━━━ Text for analysis ━━━
Kush R. Desai, MD (Northwestern University, Chicago, IL), whose group is also researching laser-assisted removal, described Kuo as a “pioneer in this area.”
Over time, advanced retrieval techniques as a whole have “become much more generalized,” Desai said, adding, “What started as a very niche practice has really proliferated, and there’s a bunch of people taking out filters and many of them are using the laser.”
Based on his own findings, recently published in JAHA, “there are certain filter designs [where] frankly without the laser I don’t think we would’ve gotten them out or certainly not have gotten them out as safely,” Desai noted. “But I don’t think that applies to all filters.” Specifically, Desai et al found closed-cell filters were much more likely to require laser than were open-cell filters (60% vs 7%; OR 20.1; 95% CI 11.5-36.7).
Each group has its own take on how best to handle these complex cases, he emphasized. As mentioned in the paper by Kuo et al, another option is the use of endobronchial forceps. Desai said that, for him, the laser offers “a little bit more control of the procedure. I don’t have to pull quite as hard . . . with the laser as I do with the forceps.”
Desai, too, drew attention to the fact that complication rates of laser-assisted retrieval are low, with this level of safety thanks to the cases being done at expert centers.
━━━ Material shown ━━━
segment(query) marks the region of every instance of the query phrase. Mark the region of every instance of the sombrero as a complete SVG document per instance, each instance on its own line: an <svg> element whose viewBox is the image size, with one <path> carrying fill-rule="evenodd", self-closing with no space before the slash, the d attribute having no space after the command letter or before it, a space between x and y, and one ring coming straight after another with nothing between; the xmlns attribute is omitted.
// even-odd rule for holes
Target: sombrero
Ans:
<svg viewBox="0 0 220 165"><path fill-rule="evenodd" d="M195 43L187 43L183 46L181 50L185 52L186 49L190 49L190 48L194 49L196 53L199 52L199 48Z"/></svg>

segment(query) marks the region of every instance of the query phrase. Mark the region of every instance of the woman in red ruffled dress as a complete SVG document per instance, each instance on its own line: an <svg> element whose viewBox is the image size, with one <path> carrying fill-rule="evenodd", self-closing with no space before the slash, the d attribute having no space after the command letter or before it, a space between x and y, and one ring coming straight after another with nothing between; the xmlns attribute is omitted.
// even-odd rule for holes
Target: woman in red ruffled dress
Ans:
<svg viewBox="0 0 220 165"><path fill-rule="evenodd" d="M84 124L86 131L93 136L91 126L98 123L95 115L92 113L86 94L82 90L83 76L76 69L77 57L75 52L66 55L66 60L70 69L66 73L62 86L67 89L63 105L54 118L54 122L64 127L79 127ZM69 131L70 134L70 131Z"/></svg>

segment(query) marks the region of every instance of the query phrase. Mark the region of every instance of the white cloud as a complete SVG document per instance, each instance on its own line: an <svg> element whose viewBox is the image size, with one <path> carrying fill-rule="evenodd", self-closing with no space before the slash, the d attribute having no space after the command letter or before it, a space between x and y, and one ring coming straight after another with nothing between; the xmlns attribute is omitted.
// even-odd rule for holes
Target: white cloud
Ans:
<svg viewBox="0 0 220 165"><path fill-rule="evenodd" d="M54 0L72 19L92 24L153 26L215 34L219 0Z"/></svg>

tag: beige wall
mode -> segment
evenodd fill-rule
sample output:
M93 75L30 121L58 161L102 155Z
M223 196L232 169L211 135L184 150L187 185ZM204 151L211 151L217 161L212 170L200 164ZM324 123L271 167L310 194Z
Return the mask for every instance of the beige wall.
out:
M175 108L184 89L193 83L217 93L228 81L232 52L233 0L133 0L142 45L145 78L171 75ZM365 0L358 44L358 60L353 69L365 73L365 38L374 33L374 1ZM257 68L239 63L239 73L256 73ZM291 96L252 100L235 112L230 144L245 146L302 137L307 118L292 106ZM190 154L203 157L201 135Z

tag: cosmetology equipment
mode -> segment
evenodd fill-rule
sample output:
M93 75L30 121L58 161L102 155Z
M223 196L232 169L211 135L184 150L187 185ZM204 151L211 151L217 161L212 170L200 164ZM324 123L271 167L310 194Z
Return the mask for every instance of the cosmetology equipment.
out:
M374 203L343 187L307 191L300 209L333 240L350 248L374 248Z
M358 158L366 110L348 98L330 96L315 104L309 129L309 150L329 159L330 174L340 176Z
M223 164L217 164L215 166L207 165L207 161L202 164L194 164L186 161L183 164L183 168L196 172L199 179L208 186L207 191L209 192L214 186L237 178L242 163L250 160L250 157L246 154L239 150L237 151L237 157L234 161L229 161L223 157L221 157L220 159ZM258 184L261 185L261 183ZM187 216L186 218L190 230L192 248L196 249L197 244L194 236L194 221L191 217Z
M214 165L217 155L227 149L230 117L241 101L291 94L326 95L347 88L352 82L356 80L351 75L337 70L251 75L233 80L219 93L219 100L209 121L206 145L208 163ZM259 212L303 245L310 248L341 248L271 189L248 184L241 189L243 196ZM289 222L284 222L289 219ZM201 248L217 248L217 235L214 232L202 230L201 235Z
━━━
**Work request:** Write out the text about laser-assisted filter retrieval in full, keeping every word and mark of punctuation unchanged. Rely only on the text about laser-assisted filter retrieval for this work.

**Result of this task:**
Kush R. Desai, MD (Northwestern University, Chicago, IL), whose group is also researching laser-assisted removal, described Kuo as a “pioneer in this area.”
Over time, advanced retrieval techniques as a whole have “become much more generalized,” Desai said, adding, “What started as a very niche practice has really proliferated, and there’s a bunch of people taking out filters and many of them are using the laser.”
Based on his own findings, recently published in JAHA, “there are certain filter designs [where] frankly without the laser I don’t think we would’ve gotten them out or certainly not have gotten them out as safely,” Desai noted. “But I don’t think that applies to all filters.” Specifically, Desai et al found closed-cell filters were much more likely to require laser than were open-cell filters (60% vs 7%; OR 20.1; 95% CI 11.5-36.7).
Each group has its own take on how best to handle these complex cases, he emphasized. As mentioned in the paper by Kuo et al, another option is the use of endobronchial forceps. Desai said that, for him, the laser offers “a little bit more control of the procedure. I don’t have to pull quite as hard . . . with the laser as I do with the forceps.”
Desai, too, drew attention to the fact that complication rates of laser-assisted retrieval are low, with this level of safety thanks to the cases being done at expert centers.